(EXERCISE OBJECTIVE):
In the remote-hg mailing list thread, what function does gitifyhg use to roll back failed pushes to hg?
------ SOURCE EXCERPT
Re: [PATCH 00/13] remote-hg: general updates

Max Horn <max@xxxxxxxxx> · Thu, 4 Apr 2013 02:25:10 +0200

On 03.04.2013, at 03:31, Felipe Contreras wrote:

> On Tue, Apr 2, 2013 at 4:23 PM, Max Horn <max@xxxxxxxxx> wrote:
>> 
>> On 02.04.2013, at 22:09, John Keeping wrote:
>> 
>>> On Tue, Apr 02, 2013 at 01:02:49PM -0600, Felipe Contreras wrote:
>>>> Here is the next round of patches for remote-hg, some which have been
>>>> contributed through github.
>>>> 
>>>> Fortunately it seems to be working for the most part, but there are some
>>>> considerable issues while pushing branches and tags.
>>> 
>>> How does this compare to the current state of gitifyhg[1]?  That's built
>>> on top of this git-remote-hg script but seems to have been more actively
>>> developed recently.
> 
> I only learned about it recently, I've looked at the history and to me
> it seems rather chaotic, and a lot of the code was simply copied from
> git-remote-hg without comment.

gitifyhg was scrapped and completely restarted from scratch at some point. Based largely on your git-remote-hg code. A bit more on its history can be read here:
  http://archlinux.me/dusty/2013/01/06/gitifyhg-rewritten/

> 
>> * added many new test cases, sadly still including some xfails. Several of these (both passing and xfailing) also apply to remote-hg (i.e. the issue is also present in contrib's remote-hg)
> 
> I ran these test-cases with remote-hg, and the same test-cases pass. I
> only had to do minor modifications, most of the failures came from
> subtle differences such as different strategies to sanitize authors,
> and which branch to pick for HEAD.

Yeah, that's because what I wrote was based on the situation before your recent patch series. Glad to see that git/contrib's remote-hg is improving!

> 
>> * improved handling of hg user names (remote-hg is not able to deal with some pathological cases, failing to import commits). Sadly, mercurial allows arbitrary strings as usernames, git doesn't...
> 
> I wouldn't call it improved. In some cases the remote-hg result is
> better, in others gitifyhg is,

I'd love to learn about cases where remote-hg's result is better in your opinion, so that I can see if the mapping in gitifyhg could be improved for those cases.

That said, this part is really quite subjective I guess. In the end, since Mercurial names can be *anything*, one can never get a "perfect" mapping. Luckily, for most real repositories out there, user names will be quite sane and remote-hg and gitifyhg will produce identical results. (Although some hg repos out there have some really weird stuff going on. Yuck.)

> but there's only a single case where
> the author name becomes a significant problem. It's a trivial fix.

Excellent, looking forward to it then.

> 
>> * failed pushes to hg are cleanly rolled back (using mq.strip() from the mq extension), instead of resulting in inconsistent internal state. This is quite important in real life, and has bitten me several times with remote-hg (and was the initial reason why I switched to gitifyhg). A typical way to reproduce this is to push to a remote repository that has commits not yet in my local clone.
------------
------ RECORDS SHOWN
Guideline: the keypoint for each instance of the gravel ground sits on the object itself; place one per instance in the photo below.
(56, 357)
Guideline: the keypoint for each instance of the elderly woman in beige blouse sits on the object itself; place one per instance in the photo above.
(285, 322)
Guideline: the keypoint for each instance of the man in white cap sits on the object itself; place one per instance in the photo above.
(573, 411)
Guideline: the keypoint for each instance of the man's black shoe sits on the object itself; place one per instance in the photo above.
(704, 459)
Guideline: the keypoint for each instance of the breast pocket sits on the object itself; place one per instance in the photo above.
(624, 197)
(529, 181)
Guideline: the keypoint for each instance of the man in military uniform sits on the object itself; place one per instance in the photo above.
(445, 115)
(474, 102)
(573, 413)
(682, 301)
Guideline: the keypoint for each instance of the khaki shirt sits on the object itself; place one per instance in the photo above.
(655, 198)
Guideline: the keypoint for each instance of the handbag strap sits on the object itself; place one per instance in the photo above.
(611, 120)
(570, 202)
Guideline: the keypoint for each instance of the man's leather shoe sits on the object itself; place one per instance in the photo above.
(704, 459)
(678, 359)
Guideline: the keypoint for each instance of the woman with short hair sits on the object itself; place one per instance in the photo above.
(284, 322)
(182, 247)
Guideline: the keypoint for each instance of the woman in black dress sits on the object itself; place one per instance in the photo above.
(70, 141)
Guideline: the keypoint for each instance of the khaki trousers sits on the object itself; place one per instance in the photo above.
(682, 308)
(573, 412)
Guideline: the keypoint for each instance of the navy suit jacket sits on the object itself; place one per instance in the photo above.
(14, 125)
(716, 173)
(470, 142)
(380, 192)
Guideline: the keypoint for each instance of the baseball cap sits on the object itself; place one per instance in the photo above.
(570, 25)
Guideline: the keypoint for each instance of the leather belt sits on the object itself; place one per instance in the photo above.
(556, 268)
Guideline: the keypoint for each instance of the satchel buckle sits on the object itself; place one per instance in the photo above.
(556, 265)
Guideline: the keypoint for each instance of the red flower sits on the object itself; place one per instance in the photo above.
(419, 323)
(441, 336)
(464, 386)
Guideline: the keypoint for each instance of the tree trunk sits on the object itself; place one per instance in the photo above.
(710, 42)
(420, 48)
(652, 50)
------------
(EXERCISE RESULT):
It uses mq.strip() from the mq extension.